▶ **What you need to do**
1 - According to the MaiPerso travel club text, what does "Mai Perso" mean in Italian?
2 - Decide whether each statement agrees with the MaiPerso travel club text, and quote the words that decide it: (a) The inaugural tour covers about 2,000 miles in 10 days. (b) The bike is not included in the price of the trip. (c) The tour starts in Northern Argentina.

▶ **Supplied text**
Since we came back from the 2011 Dakar trip in South America, we have been thinking of an alternative way for us to keep traveling, without paying exorbitant fees to a third party. We wanted to find a way to set the quality bar higher, while decreasing the level of risk involved. We also want to have more options for trips that last a week or more, but allow us to keep connected to our daily responsibilities as needed (in other words, as with all dedicated travelers, we make liberal use of technology to keep us in the loop while we are on the road, and we imagine that it’s just as important for you as well!).This is how “MaiPerso” was born. Mai Perso translates to “never lost” in Italian.
We are creating a travelers club that passes the cost savings of the trip to it’s members. A social community that benefits the group. With a reasonable size of membership, we should be able to go places across the globe, without being taken to the cleaners. Here are some ideas to get you excited…
  • We are the core group. As such, we get to choose where we go and how do we want to spend our time.
  • We all are foodies, travel lovers, adventurous, and social. We don’t want to travel alone but dislike “Tour Operators” or organizers, especially their prices and restrictions.
  • We like being in charge but often want someone else to take the detail work away from us.
  • Our life is busy, we need flexibility.

We would love to have you join us for our inaugural “Morning After” tour.
The outline: A 10-day motorcycle trip, starting with a tour of Machu Picchu, Peru and ending in Northern Argentina. We will cover about 2,000 miles in 10 days, allowing for large doses of fun and sightseeing along the way.

  • Timing will be on the heels of the 2012 Dakar race, the week of Jan’ 22-28, 2012.
  • It will be a fully supported trip to the areas where Peru, Bolivia and Argentina meet.
  • 10 days, 8 travel days (mas o menos) adventure, laced with fun and plenty of local experience.
  • Our bike of choice will be the BMW 1200GS (or 650/800GS if you really want one). The bike will be included in the price.
  • We will have a support truck with us. (No kidding. A real support truck).
  • Danielle and I will ride two up, so feel free to bring your significant other along, we will plan the trip in a way that will make it possible and enjoyable for them. They can always join in the support truck or drive their own vehicle if they choose to do so. It will be a blast, and you don’t want them to miss it.

[Referring expression pointing data]

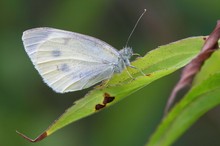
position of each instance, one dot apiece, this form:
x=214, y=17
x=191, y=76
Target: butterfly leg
x=131, y=66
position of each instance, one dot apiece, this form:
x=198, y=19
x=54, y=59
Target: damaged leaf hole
x=107, y=99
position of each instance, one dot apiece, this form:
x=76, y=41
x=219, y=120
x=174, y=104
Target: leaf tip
x=39, y=138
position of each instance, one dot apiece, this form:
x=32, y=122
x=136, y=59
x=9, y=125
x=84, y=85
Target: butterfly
x=69, y=61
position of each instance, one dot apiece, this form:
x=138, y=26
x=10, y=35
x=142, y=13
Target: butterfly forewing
x=69, y=61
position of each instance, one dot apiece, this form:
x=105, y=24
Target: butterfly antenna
x=135, y=27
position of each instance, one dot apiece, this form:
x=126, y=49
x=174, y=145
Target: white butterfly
x=69, y=61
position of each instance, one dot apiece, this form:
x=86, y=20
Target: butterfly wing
x=69, y=61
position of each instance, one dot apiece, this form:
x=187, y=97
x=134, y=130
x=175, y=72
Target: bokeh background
x=28, y=105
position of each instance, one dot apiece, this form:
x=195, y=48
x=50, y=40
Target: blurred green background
x=30, y=106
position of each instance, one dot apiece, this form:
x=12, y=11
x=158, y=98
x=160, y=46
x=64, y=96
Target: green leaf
x=155, y=64
x=203, y=96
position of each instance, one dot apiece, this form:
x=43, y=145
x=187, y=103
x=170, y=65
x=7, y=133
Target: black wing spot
x=56, y=53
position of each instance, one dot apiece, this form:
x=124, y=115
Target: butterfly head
x=126, y=54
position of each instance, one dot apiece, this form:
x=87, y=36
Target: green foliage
x=203, y=96
x=155, y=64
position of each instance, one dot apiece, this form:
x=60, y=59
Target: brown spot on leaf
x=189, y=72
x=39, y=138
x=148, y=75
x=99, y=106
x=108, y=98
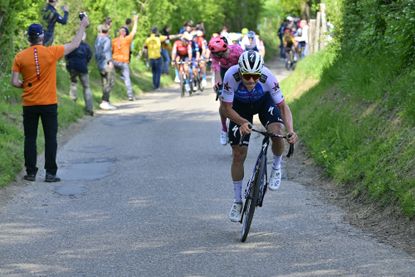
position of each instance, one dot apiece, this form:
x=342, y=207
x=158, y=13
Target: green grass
x=11, y=127
x=357, y=119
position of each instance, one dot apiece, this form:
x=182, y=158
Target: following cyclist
x=250, y=88
x=181, y=55
x=223, y=57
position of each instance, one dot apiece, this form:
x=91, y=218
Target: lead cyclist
x=250, y=88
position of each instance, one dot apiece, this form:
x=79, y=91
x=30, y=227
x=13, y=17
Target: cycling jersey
x=261, y=100
x=181, y=48
x=235, y=51
x=233, y=87
x=195, y=48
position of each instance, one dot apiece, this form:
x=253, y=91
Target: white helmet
x=250, y=62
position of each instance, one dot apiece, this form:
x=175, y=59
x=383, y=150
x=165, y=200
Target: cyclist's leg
x=270, y=117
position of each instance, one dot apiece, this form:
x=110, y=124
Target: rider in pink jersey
x=223, y=57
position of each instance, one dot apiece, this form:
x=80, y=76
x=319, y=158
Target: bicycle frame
x=257, y=184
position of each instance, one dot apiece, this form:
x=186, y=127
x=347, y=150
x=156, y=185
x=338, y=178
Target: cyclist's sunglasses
x=248, y=76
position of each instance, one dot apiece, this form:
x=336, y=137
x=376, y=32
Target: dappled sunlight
x=11, y=233
x=139, y=203
x=18, y=269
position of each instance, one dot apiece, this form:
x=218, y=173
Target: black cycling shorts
x=266, y=109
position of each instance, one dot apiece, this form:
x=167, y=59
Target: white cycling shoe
x=235, y=212
x=223, y=137
x=275, y=179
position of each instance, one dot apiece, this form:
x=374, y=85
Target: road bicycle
x=258, y=182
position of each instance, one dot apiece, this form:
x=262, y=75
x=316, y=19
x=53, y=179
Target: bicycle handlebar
x=271, y=135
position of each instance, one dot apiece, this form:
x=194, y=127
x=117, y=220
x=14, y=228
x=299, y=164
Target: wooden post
x=311, y=36
x=317, y=33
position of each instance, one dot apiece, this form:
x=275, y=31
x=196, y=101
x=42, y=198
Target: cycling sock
x=237, y=189
x=276, y=163
x=224, y=126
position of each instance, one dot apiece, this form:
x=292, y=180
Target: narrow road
x=146, y=191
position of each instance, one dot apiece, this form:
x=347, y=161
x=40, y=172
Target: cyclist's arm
x=189, y=51
x=288, y=121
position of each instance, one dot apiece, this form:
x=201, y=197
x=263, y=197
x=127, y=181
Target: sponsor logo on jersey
x=237, y=76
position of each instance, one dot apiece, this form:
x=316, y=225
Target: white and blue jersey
x=263, y=100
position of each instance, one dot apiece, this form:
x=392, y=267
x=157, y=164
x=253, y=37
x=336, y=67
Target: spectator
x=153, y=46
x=50, y=16
x=77, y=66
x=121, y=55
x=37, y=66
x=302, y=38
x=165, y=50
x=103, y=58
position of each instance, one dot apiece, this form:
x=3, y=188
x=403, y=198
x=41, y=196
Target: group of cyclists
x=293, y=35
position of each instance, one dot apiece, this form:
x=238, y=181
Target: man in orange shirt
x=121, y=55
x=37, y=66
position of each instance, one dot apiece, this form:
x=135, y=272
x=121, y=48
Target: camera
x=82, y=15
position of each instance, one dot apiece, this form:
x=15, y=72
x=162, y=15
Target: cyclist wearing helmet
x=182, y=52
x=223, y=57
x=250, y=88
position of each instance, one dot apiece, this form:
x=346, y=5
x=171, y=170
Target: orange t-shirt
x=39, y=81
x=121, y=49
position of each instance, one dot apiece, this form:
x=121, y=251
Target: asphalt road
x=146, y=191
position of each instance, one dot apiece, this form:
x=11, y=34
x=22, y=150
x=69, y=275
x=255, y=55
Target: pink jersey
x=235, y=50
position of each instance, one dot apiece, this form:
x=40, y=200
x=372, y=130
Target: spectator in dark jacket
x=103, y=58
x=77, y=66
x=50, y=17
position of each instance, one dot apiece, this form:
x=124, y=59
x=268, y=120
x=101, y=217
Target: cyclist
x=182, y=52
x=202, y=43
x=195, y=58
x=290, y=46
x=250, y=88
x=223, y=56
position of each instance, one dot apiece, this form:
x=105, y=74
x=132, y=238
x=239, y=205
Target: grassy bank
x=357, y=118
x=11, y=128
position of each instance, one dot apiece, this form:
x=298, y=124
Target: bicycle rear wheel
x=251, y=200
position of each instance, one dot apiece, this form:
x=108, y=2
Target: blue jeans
x=125, y=76
x=156, y=65
x=49, y=117
x=166, y=61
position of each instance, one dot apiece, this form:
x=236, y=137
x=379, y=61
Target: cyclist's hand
x=217, y=86
x=292, y=137
x=245, y=128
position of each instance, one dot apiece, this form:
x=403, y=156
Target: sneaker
x=30, y=177
x=223, y=137
x=235, y=212
x=107, y=106
x=187, y=87
x=50, y=178
x=275, y=179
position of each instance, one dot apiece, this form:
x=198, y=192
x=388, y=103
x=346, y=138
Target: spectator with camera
x=77, y=66
x=50, y=16
x=34, y=71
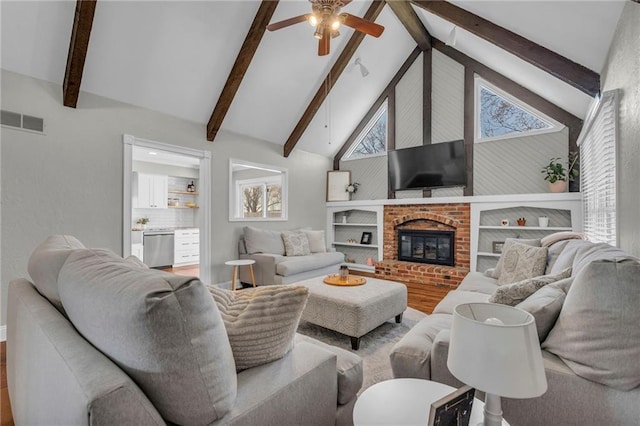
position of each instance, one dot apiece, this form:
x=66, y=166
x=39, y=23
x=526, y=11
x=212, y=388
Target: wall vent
x=22, y=121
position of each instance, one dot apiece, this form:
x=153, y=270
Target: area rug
x=375, y=346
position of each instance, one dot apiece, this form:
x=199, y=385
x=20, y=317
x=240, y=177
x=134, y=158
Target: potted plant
x=556, y=175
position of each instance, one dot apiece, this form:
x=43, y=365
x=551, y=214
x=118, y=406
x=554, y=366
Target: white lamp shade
x=498, y=357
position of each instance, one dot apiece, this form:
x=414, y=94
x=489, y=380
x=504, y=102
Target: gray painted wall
x=500, y=167
x=512, y=166
x=69, y=181
x=621, y=72
x=409, y=114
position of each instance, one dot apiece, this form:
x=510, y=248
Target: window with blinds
x=597, y=143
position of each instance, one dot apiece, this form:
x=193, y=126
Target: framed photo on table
x=453, y=409
x=337, y=181
x=366, y=238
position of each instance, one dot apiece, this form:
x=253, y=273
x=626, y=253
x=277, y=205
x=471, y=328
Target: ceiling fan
x=327, y=19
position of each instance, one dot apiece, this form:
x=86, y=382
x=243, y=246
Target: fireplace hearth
x=432, y=247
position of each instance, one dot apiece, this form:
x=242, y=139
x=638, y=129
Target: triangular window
x=373, y=138
x=500, y=115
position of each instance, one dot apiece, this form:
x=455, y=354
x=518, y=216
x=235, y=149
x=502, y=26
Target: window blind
x=597, y=144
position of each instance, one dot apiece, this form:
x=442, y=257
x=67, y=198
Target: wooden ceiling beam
x=560, y=67
x=78, y=46
x=331, y=78
x=412, y=23
x=240, y=66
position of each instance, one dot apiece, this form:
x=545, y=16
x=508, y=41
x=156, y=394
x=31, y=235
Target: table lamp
x=494, y=348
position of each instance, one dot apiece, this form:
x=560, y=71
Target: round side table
x=238, y=263
x=405, y=402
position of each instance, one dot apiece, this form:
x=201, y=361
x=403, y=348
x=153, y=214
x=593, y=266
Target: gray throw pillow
x=512, y=294
x=521, y=261
x=316, y=241
x=163, y=330
x=261, y=322
x=545, y=305
x=507, y=243
x=597, y=333
x=45, y=263
x=295, y=243
x=258, y=240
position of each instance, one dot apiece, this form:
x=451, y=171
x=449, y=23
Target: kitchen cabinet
x=150, y=191
x=186, y=247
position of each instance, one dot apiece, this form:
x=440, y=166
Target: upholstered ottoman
x=354, y=311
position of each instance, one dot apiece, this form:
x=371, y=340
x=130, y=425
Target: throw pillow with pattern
x=261, y=322
x=521, y=261
x=296, y=243
x=512, y=294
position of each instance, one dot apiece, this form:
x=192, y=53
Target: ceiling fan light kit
x=327, y=19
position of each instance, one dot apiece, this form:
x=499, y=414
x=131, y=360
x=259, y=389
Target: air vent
x=20, y=121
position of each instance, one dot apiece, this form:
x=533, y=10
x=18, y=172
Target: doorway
x=184, y=176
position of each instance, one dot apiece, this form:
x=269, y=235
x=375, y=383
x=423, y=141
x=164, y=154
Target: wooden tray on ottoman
x=351, y=280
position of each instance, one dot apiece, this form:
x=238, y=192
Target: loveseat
x=588, y=325
x=98, y=339
x=278, y=262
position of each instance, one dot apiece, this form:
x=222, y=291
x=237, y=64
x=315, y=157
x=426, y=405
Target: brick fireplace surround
x=426, y=284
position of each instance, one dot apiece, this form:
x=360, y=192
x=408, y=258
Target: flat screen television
x=437, y=165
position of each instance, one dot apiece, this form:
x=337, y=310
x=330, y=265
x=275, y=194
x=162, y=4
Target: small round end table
x=405, y=402
x=236, y=264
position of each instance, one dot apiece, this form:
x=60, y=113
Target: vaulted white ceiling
x=175, y=56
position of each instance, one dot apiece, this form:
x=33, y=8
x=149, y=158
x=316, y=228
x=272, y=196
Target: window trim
x=235, y=214
x=264, y=182
x=609, y=100
x=479, y=83
x=383, y=109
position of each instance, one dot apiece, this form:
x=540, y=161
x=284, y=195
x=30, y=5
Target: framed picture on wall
x=366, y=238
x=337, y=181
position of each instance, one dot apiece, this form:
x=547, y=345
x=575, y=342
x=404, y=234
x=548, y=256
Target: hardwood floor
x=190, y=271
x=6, y=418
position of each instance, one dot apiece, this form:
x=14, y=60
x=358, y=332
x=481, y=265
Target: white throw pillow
x=512, y=294
x=261, y=322
x=521, y=261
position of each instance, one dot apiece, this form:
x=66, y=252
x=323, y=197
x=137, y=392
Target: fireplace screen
x=436, y=247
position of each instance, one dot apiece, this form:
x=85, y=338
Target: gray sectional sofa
x=589, y=328
x=98, y=339
x=275, y=265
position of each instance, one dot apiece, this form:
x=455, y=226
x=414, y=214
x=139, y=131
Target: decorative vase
x=558, y=186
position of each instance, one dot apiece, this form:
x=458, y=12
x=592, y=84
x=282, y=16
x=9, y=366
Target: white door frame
x=204, y=200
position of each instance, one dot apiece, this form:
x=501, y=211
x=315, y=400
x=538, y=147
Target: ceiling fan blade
x=361, y=25
x=324, y=44
x=287, y=22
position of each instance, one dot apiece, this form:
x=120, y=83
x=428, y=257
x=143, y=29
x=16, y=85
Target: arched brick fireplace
x=426, y=282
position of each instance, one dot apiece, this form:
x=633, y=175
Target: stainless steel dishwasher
x=158, y=248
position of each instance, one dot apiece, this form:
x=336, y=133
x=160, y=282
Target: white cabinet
x=150, y=191
x=186, y=247
x=137, y=250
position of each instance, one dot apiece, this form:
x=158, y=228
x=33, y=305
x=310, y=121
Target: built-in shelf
x=487, y=254
x=336, y=243
x=528, y=228
x=183, y=192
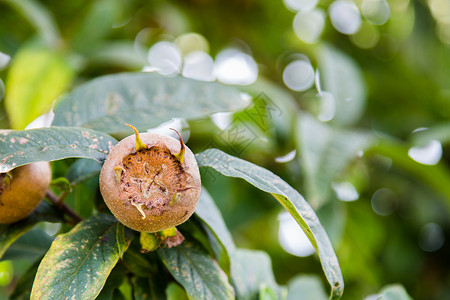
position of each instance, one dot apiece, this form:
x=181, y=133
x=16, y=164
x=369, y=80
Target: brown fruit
x=150, y=182
x=22, y=189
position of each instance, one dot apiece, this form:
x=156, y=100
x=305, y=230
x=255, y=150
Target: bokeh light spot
x=308, y=25
x=292, y=238
x=429, y=154
x=345, y=16
x=235, y=67
x=345, y=191
x=376, y=11
x=198, y=65
x=327, y=107
x=299, y=75
x=367, y=36
x=190, y=42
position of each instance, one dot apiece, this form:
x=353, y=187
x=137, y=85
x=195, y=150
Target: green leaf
x=266, y=293
x=9, y=233
x=252, y=270
x=114, y=281
x=47, y=144
x=101, y=16
x=307, y=287
x=125, y=54
x=37, y=76
x=79, y=262
x=31, y=245
x=175, y=292
x=2, y=89
x=149, y=288
x=289, y=198
x=394, y=292
x=82, y=170
x=323, y=159
x=341, y=77
x=23, y=287
x=38, y=15
x=436, y=176
x=197, y=272
x=142, y=99
x=208, y=212
x=138, y=264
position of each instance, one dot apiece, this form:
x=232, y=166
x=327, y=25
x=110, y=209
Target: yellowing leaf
x=38, y=75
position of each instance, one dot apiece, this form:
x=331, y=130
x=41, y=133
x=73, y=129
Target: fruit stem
x=180, y=155
x=139, y=144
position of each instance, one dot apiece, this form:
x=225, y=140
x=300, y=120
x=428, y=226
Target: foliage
x=353, y=145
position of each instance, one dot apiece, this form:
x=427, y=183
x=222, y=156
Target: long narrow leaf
x=289, y=198
x=79, y=262
x=47, y=144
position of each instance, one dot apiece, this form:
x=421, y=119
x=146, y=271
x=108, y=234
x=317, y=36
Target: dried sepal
x=139, y=144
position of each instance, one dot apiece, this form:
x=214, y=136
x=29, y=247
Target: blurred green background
x=351, y=107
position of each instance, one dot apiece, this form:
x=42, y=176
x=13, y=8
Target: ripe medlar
x=22, y=189
x=150, y=182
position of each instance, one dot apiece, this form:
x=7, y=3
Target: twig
x=63, y=207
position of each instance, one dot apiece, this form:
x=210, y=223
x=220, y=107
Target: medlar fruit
x=22, y=189
x=150, y=182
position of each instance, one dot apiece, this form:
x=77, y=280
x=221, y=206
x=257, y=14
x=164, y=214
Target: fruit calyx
x=152, y=178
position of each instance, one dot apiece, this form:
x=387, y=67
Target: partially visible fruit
x=22, y=189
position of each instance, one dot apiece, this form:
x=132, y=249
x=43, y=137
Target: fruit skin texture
x=153, y=179
x=23, y=191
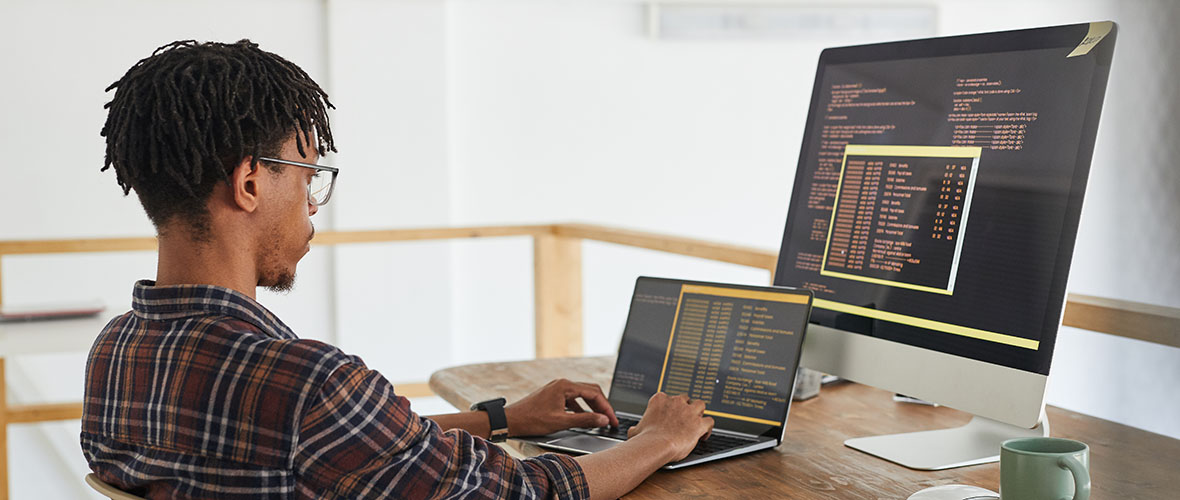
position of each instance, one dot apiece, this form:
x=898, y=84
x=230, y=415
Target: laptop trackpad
x=584, y=443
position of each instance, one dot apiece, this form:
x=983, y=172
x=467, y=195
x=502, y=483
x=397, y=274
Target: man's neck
x=183, y=261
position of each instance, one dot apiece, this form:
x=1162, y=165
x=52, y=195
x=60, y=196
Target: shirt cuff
x=566, y=479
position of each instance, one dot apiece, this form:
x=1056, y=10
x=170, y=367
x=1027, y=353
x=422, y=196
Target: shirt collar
x=172, y=302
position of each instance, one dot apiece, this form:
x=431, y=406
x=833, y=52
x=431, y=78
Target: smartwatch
x=496, y=419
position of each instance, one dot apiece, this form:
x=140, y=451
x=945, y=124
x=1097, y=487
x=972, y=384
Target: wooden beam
x=674, y=244
x=402, y=235
x=557, y=295
x=76, y=245
x=1132, y=320
x=44, y=413
x=4, y=434
x=413, y=389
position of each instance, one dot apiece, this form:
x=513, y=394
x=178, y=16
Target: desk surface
x=813, y=462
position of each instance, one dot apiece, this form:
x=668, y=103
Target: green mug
x=1044, y=468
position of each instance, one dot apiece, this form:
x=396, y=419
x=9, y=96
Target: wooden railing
x=557, y=265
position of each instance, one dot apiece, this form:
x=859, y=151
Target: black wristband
x=496, y=418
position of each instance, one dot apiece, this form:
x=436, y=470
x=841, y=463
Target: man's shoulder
x=235, y=344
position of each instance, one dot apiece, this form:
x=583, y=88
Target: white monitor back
x=990, y=390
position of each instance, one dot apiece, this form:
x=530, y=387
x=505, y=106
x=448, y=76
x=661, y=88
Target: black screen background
x=1023, y=219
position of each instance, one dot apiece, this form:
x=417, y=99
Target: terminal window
x=731, y=348
x=900, y=215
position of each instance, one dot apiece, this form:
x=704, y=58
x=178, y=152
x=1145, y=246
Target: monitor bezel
x=1054, y=37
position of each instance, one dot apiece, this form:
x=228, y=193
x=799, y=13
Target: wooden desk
x=814, y=464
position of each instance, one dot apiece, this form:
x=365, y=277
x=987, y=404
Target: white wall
x=456, y=112
x=566, y=111
x=56, y=59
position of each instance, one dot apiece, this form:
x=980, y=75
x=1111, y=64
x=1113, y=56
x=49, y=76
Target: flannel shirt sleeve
x=358, y=439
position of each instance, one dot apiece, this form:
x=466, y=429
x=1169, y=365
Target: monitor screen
x=939, y=185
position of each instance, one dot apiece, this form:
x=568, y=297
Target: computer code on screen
x=932, y=198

▶ **Answer section**
1 - "Mai Perso" means "never lost" in Italian.

2 -
(a) Yes: "We will cover about 2,000 miles in 10 days"
(b) No: "The bike will be included in the price."
(c) No: "starting with a tour of Machu Picchu, Peru and ending in Northern Argentina"